- [INSTRUCTIONS TO FOLLOW]: Copy the lines of the point placement records word for word, starting at the line that contains "like [(4, 308)]." and ending at the line that contains "237), (43, 240)]".

(Point placement records)
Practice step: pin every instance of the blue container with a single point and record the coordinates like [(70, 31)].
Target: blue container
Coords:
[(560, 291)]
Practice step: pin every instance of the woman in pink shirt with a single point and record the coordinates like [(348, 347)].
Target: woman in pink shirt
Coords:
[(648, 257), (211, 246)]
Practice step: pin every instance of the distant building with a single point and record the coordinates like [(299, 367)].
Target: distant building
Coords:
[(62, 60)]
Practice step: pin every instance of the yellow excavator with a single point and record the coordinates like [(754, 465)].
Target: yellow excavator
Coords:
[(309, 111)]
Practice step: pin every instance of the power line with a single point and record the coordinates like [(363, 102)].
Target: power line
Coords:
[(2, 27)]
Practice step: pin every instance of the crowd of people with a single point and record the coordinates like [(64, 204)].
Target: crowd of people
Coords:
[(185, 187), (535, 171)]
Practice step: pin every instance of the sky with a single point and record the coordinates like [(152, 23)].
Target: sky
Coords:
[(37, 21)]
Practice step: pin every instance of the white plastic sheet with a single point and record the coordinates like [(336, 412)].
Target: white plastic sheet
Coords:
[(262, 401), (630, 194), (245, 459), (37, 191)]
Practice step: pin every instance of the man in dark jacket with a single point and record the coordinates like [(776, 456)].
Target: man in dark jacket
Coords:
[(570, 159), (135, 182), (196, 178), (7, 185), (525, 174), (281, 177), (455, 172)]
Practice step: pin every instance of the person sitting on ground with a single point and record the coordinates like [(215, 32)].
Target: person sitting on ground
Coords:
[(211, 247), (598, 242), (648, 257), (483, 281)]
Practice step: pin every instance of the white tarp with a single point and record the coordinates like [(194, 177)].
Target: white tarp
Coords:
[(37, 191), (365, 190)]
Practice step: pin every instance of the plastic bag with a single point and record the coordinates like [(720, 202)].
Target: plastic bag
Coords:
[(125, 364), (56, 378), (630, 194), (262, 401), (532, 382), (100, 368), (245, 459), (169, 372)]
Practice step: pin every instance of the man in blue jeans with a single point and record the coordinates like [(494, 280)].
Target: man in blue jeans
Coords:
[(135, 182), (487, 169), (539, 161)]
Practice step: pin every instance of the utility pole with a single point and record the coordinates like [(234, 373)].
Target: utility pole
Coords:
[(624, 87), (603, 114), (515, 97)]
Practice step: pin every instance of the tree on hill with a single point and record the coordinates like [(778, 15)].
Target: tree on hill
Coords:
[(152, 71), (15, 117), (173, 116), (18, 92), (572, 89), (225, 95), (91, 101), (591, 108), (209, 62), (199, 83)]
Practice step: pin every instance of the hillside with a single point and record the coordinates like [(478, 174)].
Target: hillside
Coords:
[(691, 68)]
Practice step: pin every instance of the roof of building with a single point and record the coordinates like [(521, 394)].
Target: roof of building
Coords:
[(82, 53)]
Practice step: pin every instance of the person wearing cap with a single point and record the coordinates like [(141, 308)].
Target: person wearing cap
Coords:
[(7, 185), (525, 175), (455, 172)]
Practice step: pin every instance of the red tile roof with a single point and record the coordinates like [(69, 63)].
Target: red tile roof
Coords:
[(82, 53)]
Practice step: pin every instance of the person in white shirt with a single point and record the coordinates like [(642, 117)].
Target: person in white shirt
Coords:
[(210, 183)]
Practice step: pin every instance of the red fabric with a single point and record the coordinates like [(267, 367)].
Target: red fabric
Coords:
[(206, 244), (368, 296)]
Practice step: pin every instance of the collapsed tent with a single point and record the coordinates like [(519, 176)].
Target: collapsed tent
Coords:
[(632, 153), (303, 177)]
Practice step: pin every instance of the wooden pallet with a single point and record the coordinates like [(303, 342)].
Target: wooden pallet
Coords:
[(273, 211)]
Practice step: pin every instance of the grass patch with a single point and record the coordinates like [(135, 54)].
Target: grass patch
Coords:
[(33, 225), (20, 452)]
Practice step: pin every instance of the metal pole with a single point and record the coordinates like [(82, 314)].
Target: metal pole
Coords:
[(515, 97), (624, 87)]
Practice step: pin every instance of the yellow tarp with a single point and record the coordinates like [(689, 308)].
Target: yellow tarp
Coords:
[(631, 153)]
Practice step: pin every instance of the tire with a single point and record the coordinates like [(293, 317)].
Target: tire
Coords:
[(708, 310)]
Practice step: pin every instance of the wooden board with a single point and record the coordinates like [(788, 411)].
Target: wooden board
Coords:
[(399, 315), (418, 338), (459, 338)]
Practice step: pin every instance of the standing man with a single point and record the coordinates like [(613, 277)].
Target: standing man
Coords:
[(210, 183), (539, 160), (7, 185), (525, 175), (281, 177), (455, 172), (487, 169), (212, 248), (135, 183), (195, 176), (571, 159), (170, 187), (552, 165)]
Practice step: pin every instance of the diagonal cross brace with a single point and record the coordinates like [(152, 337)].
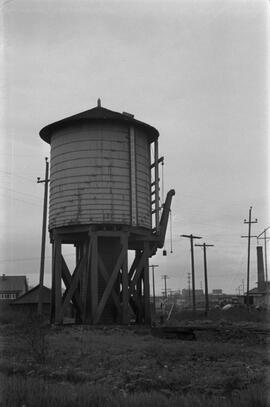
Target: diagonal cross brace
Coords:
[(67, 278), (140, 266), (110, 284), (74, 282)]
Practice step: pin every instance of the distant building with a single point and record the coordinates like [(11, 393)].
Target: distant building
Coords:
[(28, 302), (11, 287), (259, 296), (217, 291)]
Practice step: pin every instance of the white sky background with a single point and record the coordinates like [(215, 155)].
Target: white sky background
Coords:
[(195, 70)]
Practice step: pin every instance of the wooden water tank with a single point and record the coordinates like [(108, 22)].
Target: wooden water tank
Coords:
[(100, 170)]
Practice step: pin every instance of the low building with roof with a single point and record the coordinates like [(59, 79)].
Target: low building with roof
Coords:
[(11, 287)]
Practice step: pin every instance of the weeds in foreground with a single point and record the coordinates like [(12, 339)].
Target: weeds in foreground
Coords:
[(18, 391)]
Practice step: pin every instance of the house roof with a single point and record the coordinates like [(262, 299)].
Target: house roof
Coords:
[(98, 113), (13, 283), (32, 296), (259, 291)]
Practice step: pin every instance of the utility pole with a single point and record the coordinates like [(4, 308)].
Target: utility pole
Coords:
[(192, 237), (43, 239), (165, 277), (189, 290), (265, 238), (153, 279), (249, 222), (204, 245)]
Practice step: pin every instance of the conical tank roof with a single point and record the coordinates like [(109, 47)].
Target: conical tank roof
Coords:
[(98, 113)]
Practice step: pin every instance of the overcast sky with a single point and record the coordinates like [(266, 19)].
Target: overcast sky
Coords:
[(195, 70)]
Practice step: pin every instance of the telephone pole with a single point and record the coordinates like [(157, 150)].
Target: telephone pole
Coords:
[(249, 222), (189, 290), (153, 279), (265, 238), (165, 277), (204, 245), (192, 237), (43, 240)]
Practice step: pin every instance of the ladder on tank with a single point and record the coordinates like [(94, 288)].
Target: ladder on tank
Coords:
[(155, 190)]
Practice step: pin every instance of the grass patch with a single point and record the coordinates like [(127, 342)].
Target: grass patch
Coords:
[(18, 392)]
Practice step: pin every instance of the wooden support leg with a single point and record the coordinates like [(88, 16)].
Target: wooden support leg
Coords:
[(53, 285), (94, 276), (146, 289), (57, 281), (125, 291)]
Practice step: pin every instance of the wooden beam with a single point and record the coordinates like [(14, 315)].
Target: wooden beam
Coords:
[(134, 264), (86, 283), (57, 280), (125, 291), (106, 277), (53, 285), (143, 258), (74, 283), (94, 275), (146, 292), (66, 276), (109, 286)]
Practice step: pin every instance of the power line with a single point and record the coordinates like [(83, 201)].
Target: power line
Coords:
[(192, 237), (249, 223), (204, 245), (165, 278), (43, 240)]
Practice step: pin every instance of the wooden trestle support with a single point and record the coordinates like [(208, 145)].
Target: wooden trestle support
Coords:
[(101, 288)]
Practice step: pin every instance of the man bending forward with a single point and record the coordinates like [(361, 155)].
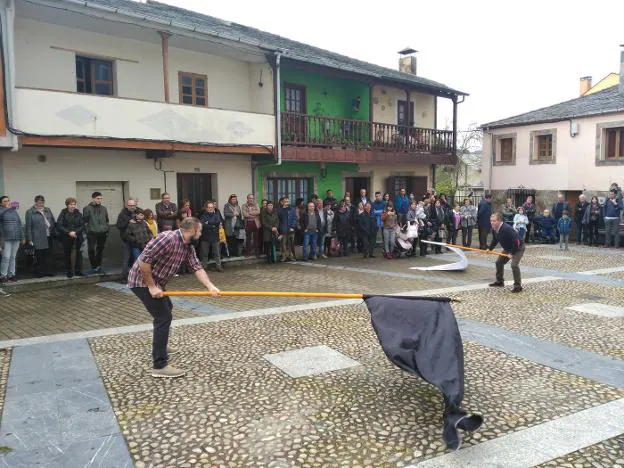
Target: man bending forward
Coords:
[(157, 264)]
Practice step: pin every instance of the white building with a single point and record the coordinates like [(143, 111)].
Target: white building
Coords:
[(104, 99)]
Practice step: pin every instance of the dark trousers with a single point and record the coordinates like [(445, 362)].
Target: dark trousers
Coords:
[(467, 236), (71, 247), (160, 310), (42, 261), (483, 233), (368, 242), (95, 246), (515, 266), (252, 238)]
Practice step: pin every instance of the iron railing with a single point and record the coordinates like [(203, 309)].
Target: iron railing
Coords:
[(311, 130)]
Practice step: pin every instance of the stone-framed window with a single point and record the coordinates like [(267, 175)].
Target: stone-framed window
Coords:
[(610, 144), (543, 147), (505, 149)]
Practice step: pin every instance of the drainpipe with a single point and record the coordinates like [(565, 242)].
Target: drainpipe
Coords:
[(278, 108), (7, 18)]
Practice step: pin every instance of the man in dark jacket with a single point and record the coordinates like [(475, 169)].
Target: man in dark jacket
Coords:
[(126, 216), (96, 226), (367, 230), (513, 248), (483, 220), (211, 220)]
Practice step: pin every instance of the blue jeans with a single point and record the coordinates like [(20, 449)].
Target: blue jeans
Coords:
[(309, 238), (135, 253)]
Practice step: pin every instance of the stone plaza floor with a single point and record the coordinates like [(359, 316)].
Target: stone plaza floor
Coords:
[(304, 382)]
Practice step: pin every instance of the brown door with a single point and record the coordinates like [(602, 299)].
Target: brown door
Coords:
[(294, 125), (195, 187)]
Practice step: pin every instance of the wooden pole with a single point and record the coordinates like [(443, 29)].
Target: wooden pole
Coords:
[(165, 53), (263, 294)]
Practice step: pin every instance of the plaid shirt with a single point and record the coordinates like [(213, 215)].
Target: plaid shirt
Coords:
[(165, 253)]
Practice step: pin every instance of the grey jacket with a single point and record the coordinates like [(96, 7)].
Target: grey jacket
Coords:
[(35, 231), (10, 225)]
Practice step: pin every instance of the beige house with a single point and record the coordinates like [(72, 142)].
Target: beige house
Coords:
[(572, 147)]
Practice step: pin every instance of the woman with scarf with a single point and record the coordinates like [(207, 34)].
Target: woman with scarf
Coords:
[(40, 228)]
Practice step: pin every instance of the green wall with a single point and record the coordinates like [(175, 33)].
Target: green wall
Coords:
[(333, 180), (328, 96)]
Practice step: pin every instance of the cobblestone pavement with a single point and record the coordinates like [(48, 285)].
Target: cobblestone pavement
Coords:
[(236, 409), (70, 309), (541, 312), (5, 358), (609, 453)]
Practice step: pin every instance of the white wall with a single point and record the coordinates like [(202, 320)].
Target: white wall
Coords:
[(385, 111), (575, 167), (25, 176), (60, 113), (232, 84)]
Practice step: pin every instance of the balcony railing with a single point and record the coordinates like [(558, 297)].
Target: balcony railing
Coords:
[(310, 130)]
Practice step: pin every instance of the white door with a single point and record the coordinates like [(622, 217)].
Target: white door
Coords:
[(112, 193)]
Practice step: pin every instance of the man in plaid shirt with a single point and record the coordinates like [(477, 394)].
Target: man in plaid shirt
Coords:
[(158, 263)]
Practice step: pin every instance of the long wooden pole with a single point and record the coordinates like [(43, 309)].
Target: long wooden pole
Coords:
[(264, 294)]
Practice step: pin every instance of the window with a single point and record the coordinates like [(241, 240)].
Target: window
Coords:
[(614, 144), (193, 89), (543, 147), (293, 188), (94, 76), (294, 99), (505, 149)]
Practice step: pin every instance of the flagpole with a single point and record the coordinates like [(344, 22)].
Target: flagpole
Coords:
[(263, 294)]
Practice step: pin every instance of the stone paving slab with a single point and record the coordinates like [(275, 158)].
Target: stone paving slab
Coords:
[(609, 453), (540, 311), (573, 260), (70, 309), (236, 409)]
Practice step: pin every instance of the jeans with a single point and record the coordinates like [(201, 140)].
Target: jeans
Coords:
[(160, 310), (467, 236), (71, 247), (563, 240), (612, 231), (216, 251), (287, 246), (95, 246), (515, 266), (389, 239), (135, 253), (9, 252), (310, 238)]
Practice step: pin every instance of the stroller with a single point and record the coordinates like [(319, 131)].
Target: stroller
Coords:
[(405, 240)]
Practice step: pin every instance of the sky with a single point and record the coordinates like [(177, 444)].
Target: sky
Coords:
[(510, 57)]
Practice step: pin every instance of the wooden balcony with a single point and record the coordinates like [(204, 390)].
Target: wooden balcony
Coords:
[(329, 132)]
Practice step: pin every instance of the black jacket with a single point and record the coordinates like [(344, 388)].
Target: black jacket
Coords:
[(508, 238)]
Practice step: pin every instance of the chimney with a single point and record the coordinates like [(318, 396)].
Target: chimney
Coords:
[(622, 69), (407, 61), (585, 84)]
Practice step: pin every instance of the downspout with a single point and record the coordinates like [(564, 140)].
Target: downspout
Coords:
[(7, 18), (278, 108)]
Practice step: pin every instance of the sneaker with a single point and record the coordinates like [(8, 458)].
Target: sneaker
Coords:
[(168, 372)]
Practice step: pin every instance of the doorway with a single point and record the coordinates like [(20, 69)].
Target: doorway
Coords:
[(195, 187), (355, 184)]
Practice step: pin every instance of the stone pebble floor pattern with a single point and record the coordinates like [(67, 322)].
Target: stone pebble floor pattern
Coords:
[(235, 409)]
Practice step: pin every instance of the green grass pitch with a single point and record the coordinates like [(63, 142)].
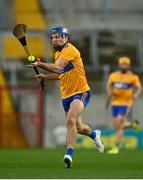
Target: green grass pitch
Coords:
[(48, 163)]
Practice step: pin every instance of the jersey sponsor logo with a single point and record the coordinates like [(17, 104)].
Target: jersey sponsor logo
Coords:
[(67, 68), (122, 85)]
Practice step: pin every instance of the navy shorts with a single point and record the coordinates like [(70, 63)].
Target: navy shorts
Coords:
[(84, 97), (119, 110)]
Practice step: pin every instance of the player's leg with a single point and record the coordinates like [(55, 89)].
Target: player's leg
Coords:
[(84, 129), (118, 119), (118, 124), (76, 108)]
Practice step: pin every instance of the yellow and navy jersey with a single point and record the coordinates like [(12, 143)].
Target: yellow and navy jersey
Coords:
[(72, 77), (123, 85)]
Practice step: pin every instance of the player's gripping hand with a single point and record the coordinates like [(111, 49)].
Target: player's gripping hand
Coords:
[(40, 77), (34, 64)]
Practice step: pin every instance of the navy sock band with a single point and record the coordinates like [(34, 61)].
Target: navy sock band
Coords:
[(93, 134)]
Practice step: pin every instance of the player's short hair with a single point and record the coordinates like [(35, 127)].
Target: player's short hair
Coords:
[(124, 60)]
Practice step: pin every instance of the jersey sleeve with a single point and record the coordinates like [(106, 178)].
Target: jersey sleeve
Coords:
[(68, 53), (136, 81)]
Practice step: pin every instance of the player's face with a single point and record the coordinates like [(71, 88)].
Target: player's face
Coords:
[(58, 39), (124, 67)]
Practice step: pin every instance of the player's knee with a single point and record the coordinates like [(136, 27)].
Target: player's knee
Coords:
[(71, 119)]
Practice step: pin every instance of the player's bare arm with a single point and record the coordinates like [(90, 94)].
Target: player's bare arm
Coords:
[(59, 65), (46, 77), (137, 93)]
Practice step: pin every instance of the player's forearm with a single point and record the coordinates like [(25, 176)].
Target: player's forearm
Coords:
[(109, 91), (138, 92), (52, 76), (49, 66)]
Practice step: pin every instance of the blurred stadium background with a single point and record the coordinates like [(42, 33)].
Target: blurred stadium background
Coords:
[(103, 30)]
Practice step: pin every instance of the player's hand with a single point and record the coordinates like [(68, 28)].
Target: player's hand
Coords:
[(34, 64), (40, 77), (135, 96)]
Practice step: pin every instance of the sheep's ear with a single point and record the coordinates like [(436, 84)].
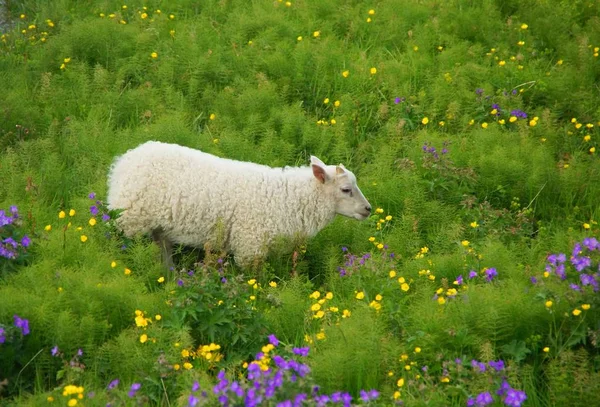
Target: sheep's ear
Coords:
[(318, 167)]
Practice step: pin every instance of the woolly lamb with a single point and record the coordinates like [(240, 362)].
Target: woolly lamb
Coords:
[(181, 195)]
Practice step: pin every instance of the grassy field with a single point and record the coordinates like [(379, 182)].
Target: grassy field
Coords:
[(472, 127)]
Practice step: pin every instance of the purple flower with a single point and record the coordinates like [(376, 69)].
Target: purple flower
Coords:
[(483, 399), (25, 241), (134, 388), (273, 340), (490, 274), (301, 351), (21, 323), (515, 398), (478, 365)]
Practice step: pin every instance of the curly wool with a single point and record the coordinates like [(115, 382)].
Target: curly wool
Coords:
[(191, 196)]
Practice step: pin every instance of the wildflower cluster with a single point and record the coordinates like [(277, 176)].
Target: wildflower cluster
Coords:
[(13, 243), (286, 382)]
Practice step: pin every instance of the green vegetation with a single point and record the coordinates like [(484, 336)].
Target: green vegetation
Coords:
[(471, 126)]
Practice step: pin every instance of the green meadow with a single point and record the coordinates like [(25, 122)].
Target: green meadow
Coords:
[(472, 128)]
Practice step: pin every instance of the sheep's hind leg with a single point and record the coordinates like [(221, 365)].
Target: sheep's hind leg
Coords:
[(166, 248)]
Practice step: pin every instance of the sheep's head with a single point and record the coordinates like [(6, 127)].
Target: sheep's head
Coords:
[(341, 184)]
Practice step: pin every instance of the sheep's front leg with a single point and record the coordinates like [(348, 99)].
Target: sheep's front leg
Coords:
[(166, 248)]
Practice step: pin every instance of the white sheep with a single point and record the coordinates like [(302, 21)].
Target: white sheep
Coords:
[(181, 195)]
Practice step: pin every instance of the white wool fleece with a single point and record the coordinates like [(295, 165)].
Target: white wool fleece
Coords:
[(190, 196)]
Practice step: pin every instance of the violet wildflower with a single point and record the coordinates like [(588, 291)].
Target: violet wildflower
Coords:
[(515, 398), (483, 399), (113, 384), (25, 241), (22, 324), (134, 389), (490, 274), (273, 340), (301, 351)]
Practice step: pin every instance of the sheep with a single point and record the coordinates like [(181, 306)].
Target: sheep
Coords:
[(182, 195)]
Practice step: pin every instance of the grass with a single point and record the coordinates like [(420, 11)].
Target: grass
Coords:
[(274, 83)]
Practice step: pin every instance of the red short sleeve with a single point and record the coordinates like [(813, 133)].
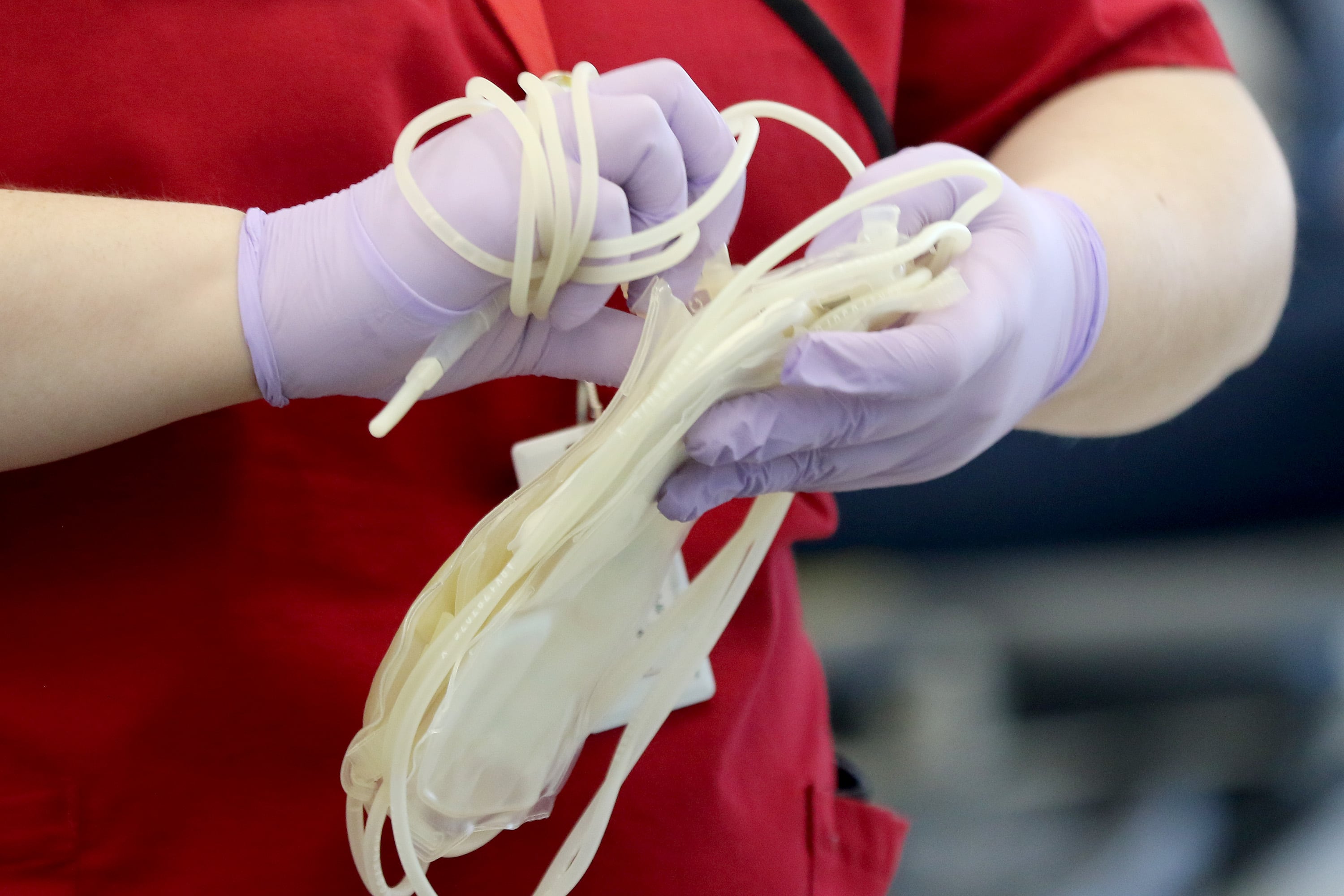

- [TASK RESULT]:
Practice step: pin every instance of the utility pole with a single point and record the coordinates like [(4, 308)].
Target: utility pole
Coords:
[(192, 237), (43, 239), (165, 277), (189, 290), (265, 238), (153, 279), (249, 222), (204, 245)]
Practice step: pin every instance of the conical tank roof with a single point and record the coordinates like [(109, 47)].
Target: conical tank roof
Coords:
[(98, 113)]
Practice step: pin every instance of the overcast sky with a single point and record the coordinates like [(266, 19)].
Target: overcast sky
Coords:
[(195, 70)]
Practice step: pin every instance of the telephone pole with a single point and record the coordinates like [(157, 150)].
Target: telephone pole
Coords:
[(249, 222), (189, 290), (153, 279), (265, 238), (165, 277), (204, 245), (192, 237), (43, 240)]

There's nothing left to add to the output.